▶ Selected text
Personal information
- Born: March 31, 1995 (age 31) Raleigh, North Carolina, U.S.
- Height: 6 ft 2 in (1.88 m)
- Weight: 205 lb (93 kg)
- Sporting nationality: United States
- Residence: St. Simons, Georgia, U.S.

Career
- College: Wofford College
- Turned professional: 2017
- Current tour: PGA Tour
- Former tours: Korn Ferry Tour PGA Tour Canada
- Professional wins: 3
- Highest ranking: 30 (August 17, 2025) (as of July 12, 2026)

Number of wins by tour
- PGA Tour: 1
- Korn Ferry Tour: 1
- Other: 1

Best results in major championships
- Masters Tournament: CUT: 2026
- PGA Championship: T26: 2026
- U.S. Open: T42: 2025
- The Open Championship: T63: 2025

= Andrew Novak =

American professional golfer (born 1995)

Andrew Novak (born March 31, 1995) is an American professional golfer who currently plays on the PGA Tour. Novak graduated from Academic Magnet High School in North Charleston, South Carolina. He is also a graduate of Wofford College.

▶ Data shown
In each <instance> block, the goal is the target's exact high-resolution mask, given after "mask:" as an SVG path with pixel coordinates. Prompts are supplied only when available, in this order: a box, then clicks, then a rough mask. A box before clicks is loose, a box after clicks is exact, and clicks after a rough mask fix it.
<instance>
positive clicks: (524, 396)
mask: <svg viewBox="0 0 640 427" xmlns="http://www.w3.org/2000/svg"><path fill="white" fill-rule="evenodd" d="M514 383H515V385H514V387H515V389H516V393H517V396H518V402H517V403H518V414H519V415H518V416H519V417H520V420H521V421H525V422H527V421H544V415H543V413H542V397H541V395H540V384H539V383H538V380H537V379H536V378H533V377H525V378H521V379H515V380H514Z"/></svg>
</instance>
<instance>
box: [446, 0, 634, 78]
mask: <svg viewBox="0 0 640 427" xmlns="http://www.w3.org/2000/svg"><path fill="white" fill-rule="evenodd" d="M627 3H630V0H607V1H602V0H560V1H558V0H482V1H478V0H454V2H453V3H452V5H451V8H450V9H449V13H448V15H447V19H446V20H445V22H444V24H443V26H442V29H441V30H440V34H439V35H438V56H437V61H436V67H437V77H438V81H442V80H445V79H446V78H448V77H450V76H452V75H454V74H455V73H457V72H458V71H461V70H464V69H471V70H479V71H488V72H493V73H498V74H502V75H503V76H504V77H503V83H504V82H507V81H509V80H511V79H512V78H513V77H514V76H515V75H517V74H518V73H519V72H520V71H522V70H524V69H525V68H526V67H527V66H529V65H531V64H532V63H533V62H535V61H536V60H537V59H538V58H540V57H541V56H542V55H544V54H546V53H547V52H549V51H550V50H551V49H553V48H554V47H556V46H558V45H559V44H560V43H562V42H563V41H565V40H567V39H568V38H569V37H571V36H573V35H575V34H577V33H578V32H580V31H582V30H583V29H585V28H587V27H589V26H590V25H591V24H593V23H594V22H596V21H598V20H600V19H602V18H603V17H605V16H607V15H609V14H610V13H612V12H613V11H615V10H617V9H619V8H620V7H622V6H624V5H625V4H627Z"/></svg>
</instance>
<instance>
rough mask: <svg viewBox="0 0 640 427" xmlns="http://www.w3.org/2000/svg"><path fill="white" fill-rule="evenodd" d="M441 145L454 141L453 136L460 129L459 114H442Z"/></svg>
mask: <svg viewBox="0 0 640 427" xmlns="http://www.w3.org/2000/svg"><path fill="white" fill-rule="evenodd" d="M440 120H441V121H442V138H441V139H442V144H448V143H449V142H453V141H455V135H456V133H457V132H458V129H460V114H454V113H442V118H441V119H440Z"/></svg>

▶ Problem requirements
Reproduce the lines of the Andrew Novak profile starting at "Best results in" and ending at "golfer (born 1995)", substituting "The Masters" for "Masters Tournament". The material plays no part in this.

▶ Written solution
Best results in major championships
- The Masters: CUT: 2026
- PGA Championship: T26: 2026
- U.S. Open: T42: 2025
- The Open Championship: T63: 2025

= Andrew Novak =

American professional golfer (born 1995)